In parallel, Ali Alshami’s team is developing novel membrane-based separation technologies intended for future integration into the divergent wastewater facility to improve water recovery efficiency, contaminant rejection and overall system resilience for long-duration habitation missions.

“The tests will help NASA evaluate real-world operation, crew training needs, system reliability and how wastewater simulants compare with actual human metabolic waste in an analog mission environment,” said Alshami.

These efforts are focused on advancing compact, energy-efficient treatment approaches capable of handling complex wastewater streams generated in closed-loop extraterrestrial environments.

“The testing campaign at UND supports the facility’s technology maturation from laboratory-scale validation toward demonstration in a relevant Inflatable Lunar/Martian Analog Habitat environment,” said De Leon.

DATA RECORDS:
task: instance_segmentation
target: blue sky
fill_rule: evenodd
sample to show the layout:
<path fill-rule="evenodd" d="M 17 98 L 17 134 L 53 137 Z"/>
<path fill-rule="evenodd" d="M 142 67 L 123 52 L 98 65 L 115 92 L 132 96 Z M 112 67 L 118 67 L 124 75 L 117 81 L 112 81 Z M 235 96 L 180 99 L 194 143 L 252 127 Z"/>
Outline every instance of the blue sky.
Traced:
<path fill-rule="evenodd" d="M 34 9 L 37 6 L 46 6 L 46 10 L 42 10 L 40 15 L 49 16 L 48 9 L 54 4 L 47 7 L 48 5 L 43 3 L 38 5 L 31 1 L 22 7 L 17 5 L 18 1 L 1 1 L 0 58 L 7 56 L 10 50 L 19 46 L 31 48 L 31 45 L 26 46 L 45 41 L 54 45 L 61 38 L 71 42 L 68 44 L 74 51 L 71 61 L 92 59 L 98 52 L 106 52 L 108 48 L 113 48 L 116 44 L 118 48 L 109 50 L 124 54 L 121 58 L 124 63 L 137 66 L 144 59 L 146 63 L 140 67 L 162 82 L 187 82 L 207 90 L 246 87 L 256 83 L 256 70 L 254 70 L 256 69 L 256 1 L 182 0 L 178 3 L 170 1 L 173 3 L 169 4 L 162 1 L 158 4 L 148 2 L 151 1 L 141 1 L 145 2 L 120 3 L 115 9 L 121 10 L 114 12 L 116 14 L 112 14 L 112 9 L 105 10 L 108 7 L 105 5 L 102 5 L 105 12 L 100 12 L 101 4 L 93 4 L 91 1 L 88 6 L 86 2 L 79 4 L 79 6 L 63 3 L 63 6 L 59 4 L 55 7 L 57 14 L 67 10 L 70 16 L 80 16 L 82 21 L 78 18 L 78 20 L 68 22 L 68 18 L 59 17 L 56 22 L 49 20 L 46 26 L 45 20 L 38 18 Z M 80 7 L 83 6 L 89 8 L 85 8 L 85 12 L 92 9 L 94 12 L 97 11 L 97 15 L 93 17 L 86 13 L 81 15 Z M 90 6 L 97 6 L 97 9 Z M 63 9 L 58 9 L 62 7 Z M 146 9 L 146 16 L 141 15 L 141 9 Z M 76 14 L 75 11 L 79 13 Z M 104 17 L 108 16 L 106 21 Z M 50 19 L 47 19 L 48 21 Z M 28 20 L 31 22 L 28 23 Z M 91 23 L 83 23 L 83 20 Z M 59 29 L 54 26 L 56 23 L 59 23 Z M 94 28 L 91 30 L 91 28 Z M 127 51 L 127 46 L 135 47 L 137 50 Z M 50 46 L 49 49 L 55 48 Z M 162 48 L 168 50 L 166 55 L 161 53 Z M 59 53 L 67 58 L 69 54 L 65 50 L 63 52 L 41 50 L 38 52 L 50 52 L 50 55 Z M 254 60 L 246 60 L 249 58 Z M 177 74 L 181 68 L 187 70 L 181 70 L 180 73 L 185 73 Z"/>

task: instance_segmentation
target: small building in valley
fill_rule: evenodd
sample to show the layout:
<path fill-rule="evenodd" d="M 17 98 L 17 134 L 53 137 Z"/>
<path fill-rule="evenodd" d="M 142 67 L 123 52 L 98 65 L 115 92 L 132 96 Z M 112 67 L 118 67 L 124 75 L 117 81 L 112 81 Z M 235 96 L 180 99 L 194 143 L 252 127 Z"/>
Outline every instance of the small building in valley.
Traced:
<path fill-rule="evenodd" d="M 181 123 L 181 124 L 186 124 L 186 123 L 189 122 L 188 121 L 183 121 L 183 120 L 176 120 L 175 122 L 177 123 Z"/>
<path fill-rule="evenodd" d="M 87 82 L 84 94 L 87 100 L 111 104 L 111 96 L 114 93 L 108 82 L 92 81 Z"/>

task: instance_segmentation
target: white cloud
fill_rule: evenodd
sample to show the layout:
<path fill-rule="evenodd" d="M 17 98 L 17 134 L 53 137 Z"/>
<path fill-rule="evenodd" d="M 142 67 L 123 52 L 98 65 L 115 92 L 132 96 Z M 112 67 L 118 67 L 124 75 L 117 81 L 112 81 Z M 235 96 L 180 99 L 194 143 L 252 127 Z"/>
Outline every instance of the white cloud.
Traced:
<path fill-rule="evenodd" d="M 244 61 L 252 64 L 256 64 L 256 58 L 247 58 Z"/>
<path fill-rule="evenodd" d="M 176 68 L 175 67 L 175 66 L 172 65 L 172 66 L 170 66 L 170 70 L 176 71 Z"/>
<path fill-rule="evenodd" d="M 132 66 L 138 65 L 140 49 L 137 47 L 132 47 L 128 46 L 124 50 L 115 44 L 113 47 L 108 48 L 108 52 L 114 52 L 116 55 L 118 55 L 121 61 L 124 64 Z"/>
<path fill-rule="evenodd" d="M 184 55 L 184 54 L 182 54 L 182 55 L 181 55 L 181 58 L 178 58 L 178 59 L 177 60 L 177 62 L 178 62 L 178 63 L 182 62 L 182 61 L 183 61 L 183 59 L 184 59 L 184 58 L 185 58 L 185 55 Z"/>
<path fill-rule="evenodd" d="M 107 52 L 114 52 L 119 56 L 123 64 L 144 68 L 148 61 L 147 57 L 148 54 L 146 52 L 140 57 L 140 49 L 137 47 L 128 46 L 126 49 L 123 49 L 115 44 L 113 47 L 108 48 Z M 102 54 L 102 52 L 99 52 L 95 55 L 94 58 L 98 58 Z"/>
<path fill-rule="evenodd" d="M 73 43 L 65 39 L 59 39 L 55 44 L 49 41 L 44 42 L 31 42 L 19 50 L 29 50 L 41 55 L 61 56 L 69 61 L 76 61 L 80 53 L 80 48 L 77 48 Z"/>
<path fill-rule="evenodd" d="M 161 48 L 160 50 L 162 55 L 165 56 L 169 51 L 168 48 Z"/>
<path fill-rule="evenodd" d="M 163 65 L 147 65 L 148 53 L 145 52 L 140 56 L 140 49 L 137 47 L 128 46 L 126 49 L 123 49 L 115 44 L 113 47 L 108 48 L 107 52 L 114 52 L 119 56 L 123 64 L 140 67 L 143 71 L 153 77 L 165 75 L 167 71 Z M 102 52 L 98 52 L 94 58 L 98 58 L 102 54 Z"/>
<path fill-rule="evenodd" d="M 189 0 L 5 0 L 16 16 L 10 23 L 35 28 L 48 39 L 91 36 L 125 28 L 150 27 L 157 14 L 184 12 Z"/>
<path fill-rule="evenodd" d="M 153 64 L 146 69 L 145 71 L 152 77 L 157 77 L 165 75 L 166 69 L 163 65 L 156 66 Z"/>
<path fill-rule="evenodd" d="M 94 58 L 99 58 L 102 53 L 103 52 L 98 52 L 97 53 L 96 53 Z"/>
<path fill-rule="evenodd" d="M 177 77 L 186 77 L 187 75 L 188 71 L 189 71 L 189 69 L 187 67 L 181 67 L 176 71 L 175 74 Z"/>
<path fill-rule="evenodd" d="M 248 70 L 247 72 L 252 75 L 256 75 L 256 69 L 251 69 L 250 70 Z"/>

INSTRUCTIONS FOR THE TASK: Reproduce the passage of the wastewater treatment text starting with "These efforts are" and going on through "said De Leon.", word for word.

RESPONSE BOX:
These efforts are focused on advancing compact, energy-efficient treatment approaches capable of handling complex wastewater streams generated in closed-loop extraterrestrial environments.

“The testing campaign at UND supports the facility’s technology maturation from laboratory-scale validation toward demonstration in a relevant Inflatable Lunar/Martian Analog Habitat environment,” said De Leon.